DOCUMENT EXCERPT:
Body Corporate of Caroline Court (505/1999) [2001] ZASCA 89 (12 September 2001)









THE SUPREME COURT OF APPEAL

OF SOUTH AFRICA


CASE NO: 221/2000

Reportable

Case No: 505/99



In the matter of:

THE BODY CORPORATE OF CAROLINE COURT APPELLANT

___________________________________________________________________

Coram: Vivier ADCJ, Olivier, Schutz, Navsa JJA and Cloete AJA

Date of hearing: 17 August 2001

Date of delivery: 12 September 2001

Summary: In an application by a body corporate, established in terms of the Sectional Titles Act 95 of 1986, for a provisional order for its winding-up due to its inability to pay its debts, notice should have been given to all interested parties for them to be heard on whether a winding-up is competent, and, if so, the form of the order.

___________________________________________________________________


JUDGMENT

___________________________________________________________________


NAVSA JA:

[1] The appellant is a body corporate established in terms of section 36 of the Sectional Titles Act 95 of 1986 (“the Act”) and is responsible, in terms of the Act, for the enforcement of the rules relating to the control, administration and management of a building named “Caroline Cour” (“the building”), situated at 48 Caroline Street, Hillbrow, Johannesburg. The building forms part of a sectional title scheme with individuals owning sectional units.

[2] During July 1999 the appellant, on the ground of its inability to pay its debts, applied ex parte in the Witwatersrand Local Division of the High Court for an order that its affairs be provisionally wound up and that certain provisions of the Companies Act 61 of 1973 be made applicable to the winding-up. In addition it sought, inter alia, an order that upon its dissolution following on the winding-up, a new body corporate be declared to be in existence comprising existing owners of individual units.

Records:

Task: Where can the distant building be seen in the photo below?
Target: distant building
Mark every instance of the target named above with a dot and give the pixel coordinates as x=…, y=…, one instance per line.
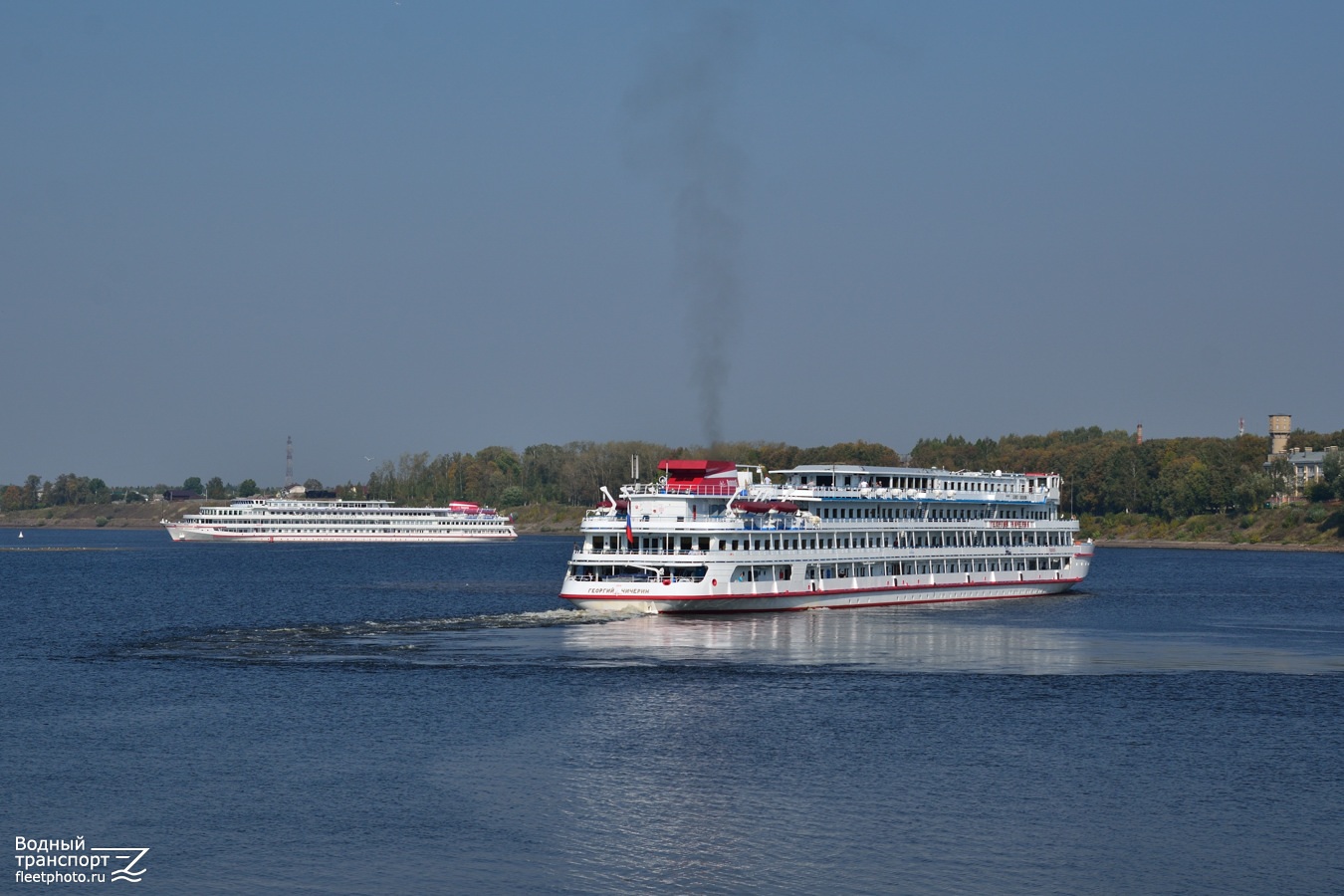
x=1308, y=466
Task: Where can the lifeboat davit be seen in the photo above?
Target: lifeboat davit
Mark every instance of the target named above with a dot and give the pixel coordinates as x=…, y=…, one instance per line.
x=767, y=507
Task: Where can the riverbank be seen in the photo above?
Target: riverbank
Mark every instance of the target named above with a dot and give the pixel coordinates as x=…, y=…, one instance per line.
x=1317, y=527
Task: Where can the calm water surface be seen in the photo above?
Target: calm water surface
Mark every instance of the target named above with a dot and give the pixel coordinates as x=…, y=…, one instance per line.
x=376, y=719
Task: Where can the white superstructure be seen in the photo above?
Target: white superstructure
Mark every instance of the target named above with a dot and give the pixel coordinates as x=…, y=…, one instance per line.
x=711, y=538
x=336, y=522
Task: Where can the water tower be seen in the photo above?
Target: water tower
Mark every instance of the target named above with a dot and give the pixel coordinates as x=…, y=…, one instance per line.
x=1279, y=425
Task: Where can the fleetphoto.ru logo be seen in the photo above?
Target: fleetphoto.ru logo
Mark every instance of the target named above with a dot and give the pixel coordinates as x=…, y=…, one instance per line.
x=69, y=861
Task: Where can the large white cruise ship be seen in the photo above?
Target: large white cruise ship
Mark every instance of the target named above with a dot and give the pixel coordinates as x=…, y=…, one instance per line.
x=713, y=538
x=337, y=522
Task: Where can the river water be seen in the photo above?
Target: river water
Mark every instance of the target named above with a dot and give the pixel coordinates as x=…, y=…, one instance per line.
x=368, y=719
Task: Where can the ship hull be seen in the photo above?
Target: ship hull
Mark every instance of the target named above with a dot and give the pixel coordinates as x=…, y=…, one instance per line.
x=188, y=534
x=659, y=598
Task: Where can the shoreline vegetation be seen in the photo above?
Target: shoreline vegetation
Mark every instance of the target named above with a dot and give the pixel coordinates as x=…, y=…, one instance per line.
x=1292, y=527
x=1179, y=492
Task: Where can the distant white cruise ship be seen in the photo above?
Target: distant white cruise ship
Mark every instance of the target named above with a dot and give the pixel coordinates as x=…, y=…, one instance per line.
x=336, y=522
x=709, y=538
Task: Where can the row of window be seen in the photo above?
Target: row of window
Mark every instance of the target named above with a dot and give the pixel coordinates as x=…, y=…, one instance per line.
x=817, y=542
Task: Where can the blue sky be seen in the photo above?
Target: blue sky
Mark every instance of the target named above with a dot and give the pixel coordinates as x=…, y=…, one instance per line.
x=384, y=227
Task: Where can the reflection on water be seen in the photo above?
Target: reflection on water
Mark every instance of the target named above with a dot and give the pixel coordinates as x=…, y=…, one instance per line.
x=882, y=639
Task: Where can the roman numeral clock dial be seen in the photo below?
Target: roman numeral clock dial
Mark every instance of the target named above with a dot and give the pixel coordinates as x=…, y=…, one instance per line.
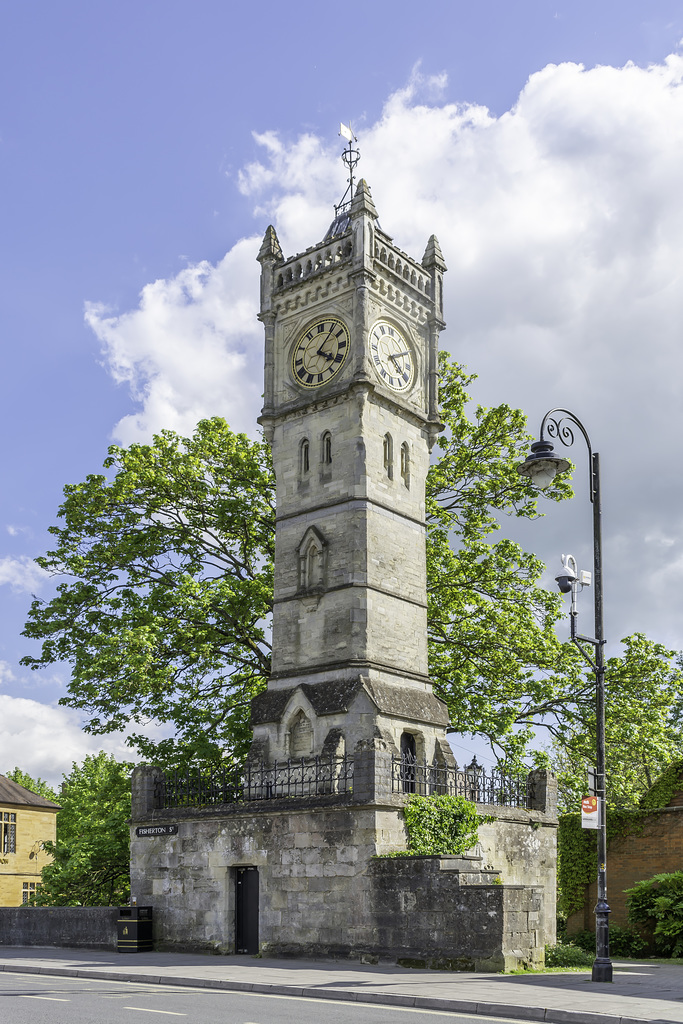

EXERCISE:
Extract the part of the Caroline Court judgment from "Date of delivery: 12" to "of the order.", copying it word for word.

EXERCISE RESULT:
Date of delivery: 12 September 2001

Summary: In an application by a body corporate, established in terms of the Sectional Titles Act 95 of 1986, for a provisional order for its winding-up due to its inability to pay its debts, notice should have been given to all interested parties for them to be heard on whether a winding-up is competent, and, if so, the form of the order.